• **Instruction**
Please render every line of the listing below as a numbered list, leaving out any blank lines.
********************
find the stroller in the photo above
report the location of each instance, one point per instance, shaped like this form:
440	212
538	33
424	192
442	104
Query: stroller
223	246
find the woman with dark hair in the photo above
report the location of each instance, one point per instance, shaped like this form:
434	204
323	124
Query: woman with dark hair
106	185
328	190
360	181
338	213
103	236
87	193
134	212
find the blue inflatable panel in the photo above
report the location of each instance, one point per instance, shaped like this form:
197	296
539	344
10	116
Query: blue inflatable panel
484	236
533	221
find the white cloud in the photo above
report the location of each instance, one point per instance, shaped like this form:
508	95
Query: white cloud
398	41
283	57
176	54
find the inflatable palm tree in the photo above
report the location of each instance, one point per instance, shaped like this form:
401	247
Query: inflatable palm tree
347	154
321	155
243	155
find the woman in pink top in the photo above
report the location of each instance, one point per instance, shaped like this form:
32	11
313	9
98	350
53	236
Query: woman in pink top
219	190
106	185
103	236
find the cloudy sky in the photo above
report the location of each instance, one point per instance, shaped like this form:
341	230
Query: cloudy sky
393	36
********************
• **Result of the task**
1. find the stroller in the photo above
2. report the location of each instance, one point per instance, shaped like this form:
3. 440	212
4. 538	33
5. 424	192
6. 442	104
7. Query: stroller
8. 223	246
9. find the woman with dark hair in the photo above
10. report the location of each instance, one point per instance, shaped like this form:
11. 434	204
12. 323	124
13. Query: woman with dark hair
14. 106	185
15. 328	190
16. 360	181
17. 338	213
18. 103	236
19. 87	193
20. 134	212
21. find the blue inflatable panel in the photo above
22. report the location of each instance, one point per instance, shaped like this form:
23. 197	296
24. 539	344
25. 10	116
26. Query: blue inflatable panel
27. 484	236
28. 533	221
29. find the white cloud in the photo above
30. report the location of each instance, one point per instance, shaped like this form:
31. 508	95
32. Query: white cloud
33. 398	41
34. 283	57
35. 176	54
36. find the inflatable palm tree in the photo above
37. report the location of each instance, one point per instance, shaped like this form:
38. 401	247
39. Query: inflatable palm tree
40. 347	154
41. 321	155
42. 243	155
43. find the woman in pink top in the photo above
44. report the location of each instance, one point per instance, shaped like this form:
45. 32	11
46. 313	9
47. 98	350
48. 53	236
49. Query: woman in pink top
50. 219	190
51. 106	185
52. 103	236
53. find the cloudy sky in the photo above
54. report the location of each instance, one point per instance, shaped like this form:
55. 341	230
56. Query: cloudy sky
57. 393	36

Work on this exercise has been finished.